### REQUIRED WORK
Reproduce each line of the material precisely.
** begin **
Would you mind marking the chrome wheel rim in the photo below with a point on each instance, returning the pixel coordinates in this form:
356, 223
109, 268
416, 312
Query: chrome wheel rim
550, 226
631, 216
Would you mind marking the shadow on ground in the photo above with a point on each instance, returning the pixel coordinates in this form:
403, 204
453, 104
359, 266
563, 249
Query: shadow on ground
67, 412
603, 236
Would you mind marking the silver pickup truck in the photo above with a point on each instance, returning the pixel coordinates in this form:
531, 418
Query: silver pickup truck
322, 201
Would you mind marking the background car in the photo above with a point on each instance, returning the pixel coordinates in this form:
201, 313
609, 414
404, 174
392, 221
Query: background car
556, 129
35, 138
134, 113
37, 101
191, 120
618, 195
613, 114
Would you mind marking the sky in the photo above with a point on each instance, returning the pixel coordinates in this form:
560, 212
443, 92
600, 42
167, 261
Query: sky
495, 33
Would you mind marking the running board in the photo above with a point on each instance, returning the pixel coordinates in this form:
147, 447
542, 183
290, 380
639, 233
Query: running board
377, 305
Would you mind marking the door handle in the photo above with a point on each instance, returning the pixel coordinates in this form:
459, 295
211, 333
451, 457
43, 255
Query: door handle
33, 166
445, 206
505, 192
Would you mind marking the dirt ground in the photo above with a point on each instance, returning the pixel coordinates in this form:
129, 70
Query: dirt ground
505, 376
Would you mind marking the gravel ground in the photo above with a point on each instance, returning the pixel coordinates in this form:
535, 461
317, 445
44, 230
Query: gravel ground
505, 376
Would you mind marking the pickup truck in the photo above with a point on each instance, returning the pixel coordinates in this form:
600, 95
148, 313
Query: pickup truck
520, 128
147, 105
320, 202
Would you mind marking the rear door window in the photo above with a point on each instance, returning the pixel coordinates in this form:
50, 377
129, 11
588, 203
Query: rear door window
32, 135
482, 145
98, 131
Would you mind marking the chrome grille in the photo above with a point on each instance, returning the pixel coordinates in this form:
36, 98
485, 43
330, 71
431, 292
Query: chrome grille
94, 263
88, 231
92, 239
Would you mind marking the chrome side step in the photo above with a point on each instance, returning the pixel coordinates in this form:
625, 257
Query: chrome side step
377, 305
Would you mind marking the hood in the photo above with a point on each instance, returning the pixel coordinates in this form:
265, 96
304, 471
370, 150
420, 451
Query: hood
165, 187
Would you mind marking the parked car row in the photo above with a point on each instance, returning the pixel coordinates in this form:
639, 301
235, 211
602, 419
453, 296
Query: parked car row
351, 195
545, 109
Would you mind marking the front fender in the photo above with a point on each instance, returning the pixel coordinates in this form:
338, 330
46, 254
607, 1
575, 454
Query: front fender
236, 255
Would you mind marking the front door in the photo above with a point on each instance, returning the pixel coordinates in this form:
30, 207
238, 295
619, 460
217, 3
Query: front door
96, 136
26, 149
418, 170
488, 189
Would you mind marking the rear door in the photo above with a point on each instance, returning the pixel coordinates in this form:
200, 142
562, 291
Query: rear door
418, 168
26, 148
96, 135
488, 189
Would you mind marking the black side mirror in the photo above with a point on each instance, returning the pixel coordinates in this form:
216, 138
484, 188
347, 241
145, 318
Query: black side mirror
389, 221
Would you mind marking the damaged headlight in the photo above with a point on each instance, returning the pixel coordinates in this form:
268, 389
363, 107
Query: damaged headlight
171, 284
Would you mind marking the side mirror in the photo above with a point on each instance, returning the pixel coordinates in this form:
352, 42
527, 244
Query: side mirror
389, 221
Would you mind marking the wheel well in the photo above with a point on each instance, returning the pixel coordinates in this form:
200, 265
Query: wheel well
** end **
### FINISHED ANSWER
Would you mind marking the chrome wheel rim in the photo below with a point on each instance, returning the pixel coordinates in this form:
356, 223
109, 268
416, 312
Query: chrome wheel rim
550, 226
631, 216
Would you mind marking the shadow on ground in the photo above with a point on each instance, returning the pixel coordinates in this form:
403, 204
453, 104
359, 266
563, 249
Query: shadow on ground
67, 412
603, 236
Would you mind marking the silver pickup truck in the photo above with a point on each instance, returning the pixel coordinates in this form:
531, 418
Query: silver pickup truck
322, 201
Would you mind marking the background car in the photo above with a point on each instance, returning the pixel coordinates in this form:
201, 313
609, 414
404, 174
392, 221
Query: background car
556, 129
35, 138
134, 113
37, 101
191, 120
618, 195
613, 114
Would you mind marking the sky in the photo above with a point on each instance, returning the pixel coordinates in this form:
560, 212
443, 92
600, 42
167, 261
Query: sky
495, 33
Would you mind marking the running board in the photo above with a point on each instance, returning the pixel coordinates in this form:
147, 447
542, 183
290, 380
639, 233
Query: running board
377, 305
Would you mind marking the door handle in the photo above with a point on each instance, returning the pixel coordinates in this form:
459, 295
211, 333
451, 457
43, 255
Query: door handle
33, 166
445, 206
505, 192
Would you mind marking the dirt ground in the photo above with a point on each instance, returning the pixel coordinates in this form:
129, 70
Query: dirt ground
505, 376
Would you mind marking the gravel ground in the photo above with a point on each instance, returning the pixel coordinates in this form:
535, 461
317, 445
44, 230
Query: gravel ground
505, 376
Would you mind marking the pickup truck in the photo above with a point on each instance, returning the pixel coordinates in this form:
600, 95
148, 313
Query: pickup truck
520, 128
147, 105
320, 202
Would you mind marking the rear door window in the photo above with a point on each instance, returning the pixel coordinates in this form:
50, 377
129, 11
588, 203
Query: rear door window
32, 135
482, 145
98, 131
Would you mind marking the chrome grille in the photo above with a point on each instance, returning the pixel coordinates in this form:
36, 98
485, 43
330, 71
431, 292
Query: chrome grille
94, 263
88, 231
92, 239
Would you mind marking the chrome side step in the photo above with a point on each instance, returning the pixel coordinates in this form:
625, 257
Query: chrome side step
377, 305
Would you mind marking the hood in the photo above with a point on each instance, returning the pixel coordinates in this form:
265, 96
304, 471
370, 150
420, 451
Query: hood
165, 187
Would you mind marking the parked car row in the photo above with a point on each instance, returning the pixel coordinates in this form:
639, 301
235, 211
602, 419
453, 296
Query: parked car row
351, 195
545, 109
Would you mind marking the front fender in the photo above with a point on each instance, returning the pixel coordinates in this form:
338, 330
46, 254
607, 1
575, 454
Query: front fender
236, 255
Would you mind marking the front door in the photo above with a point on each instance, returning the pixel coordinates in this form:
30, 207
238, 295
619, 460
217, 3
Query: front door
96, 136
26, 149
418, 170
488, 189
Would you mind marking the rear door in the photo above with a point on each instance, returning the pixel coordinates in this form:
200, 142
562, 291
Query: rear door
418, 168
26, 148
96, 135
488, 189
Would you mind marking the black side mirror in the photo above with a point on each instance, returning the pixel coordinates in this form:
216, 138
484, 188
347, 241
145, 318
Query: black side mirror
389, 221
Would you mind marking the damaged headlight in the photo above with a point on each instance, returning the pixel coordinates in this form:
268, 389
363, 107
Query: damaged headlight
171, 284
Would you mind marking the side mirror in the photo above with a point on each instance, returning the pixel coordinates in this form:
352, 42
527, 244
Query: side mirror
389, 221
Would you mind marking the wheel well in the photo above with a point on each instance, returning the pixel coordinates in this form:
200, 265
Query: wheel well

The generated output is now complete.